WORK TO COMPLETE:
Pick out and copy every line below that has the word "jacket".

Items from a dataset
'''

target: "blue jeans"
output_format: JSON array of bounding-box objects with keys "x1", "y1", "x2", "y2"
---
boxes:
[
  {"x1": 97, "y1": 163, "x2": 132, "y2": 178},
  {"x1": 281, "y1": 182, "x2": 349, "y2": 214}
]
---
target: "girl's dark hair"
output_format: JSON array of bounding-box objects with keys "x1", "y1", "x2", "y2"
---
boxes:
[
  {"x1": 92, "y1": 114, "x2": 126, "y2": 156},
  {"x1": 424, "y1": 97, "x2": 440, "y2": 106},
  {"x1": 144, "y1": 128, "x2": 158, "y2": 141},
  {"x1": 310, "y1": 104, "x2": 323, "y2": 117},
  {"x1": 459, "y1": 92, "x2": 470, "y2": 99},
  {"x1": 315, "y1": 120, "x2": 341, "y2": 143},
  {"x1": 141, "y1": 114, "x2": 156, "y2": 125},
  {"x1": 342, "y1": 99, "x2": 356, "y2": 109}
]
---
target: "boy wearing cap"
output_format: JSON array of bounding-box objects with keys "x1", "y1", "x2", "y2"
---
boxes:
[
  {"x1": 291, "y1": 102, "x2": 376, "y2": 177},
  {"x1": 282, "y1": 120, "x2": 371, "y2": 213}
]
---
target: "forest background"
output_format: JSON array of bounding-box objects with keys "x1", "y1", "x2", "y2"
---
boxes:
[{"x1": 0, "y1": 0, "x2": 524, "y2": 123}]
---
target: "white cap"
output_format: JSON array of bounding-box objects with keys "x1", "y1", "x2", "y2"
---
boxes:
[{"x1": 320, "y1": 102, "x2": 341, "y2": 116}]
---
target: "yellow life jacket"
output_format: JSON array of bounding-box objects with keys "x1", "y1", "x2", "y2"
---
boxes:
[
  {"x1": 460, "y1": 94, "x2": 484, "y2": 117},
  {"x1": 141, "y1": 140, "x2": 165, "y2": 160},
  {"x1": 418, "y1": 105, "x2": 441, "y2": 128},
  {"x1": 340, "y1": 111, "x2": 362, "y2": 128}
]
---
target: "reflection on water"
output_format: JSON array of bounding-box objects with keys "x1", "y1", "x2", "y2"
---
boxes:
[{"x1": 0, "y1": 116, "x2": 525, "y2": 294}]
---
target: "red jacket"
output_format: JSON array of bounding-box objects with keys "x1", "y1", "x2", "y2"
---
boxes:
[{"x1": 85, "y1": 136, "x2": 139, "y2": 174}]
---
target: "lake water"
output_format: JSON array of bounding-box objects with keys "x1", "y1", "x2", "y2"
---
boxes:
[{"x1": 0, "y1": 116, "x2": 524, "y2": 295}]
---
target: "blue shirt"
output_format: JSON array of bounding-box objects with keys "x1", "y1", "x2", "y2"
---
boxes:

'''

EXERCISE RESPONSE:
target: "yellow life jacket"
target: "red jacket"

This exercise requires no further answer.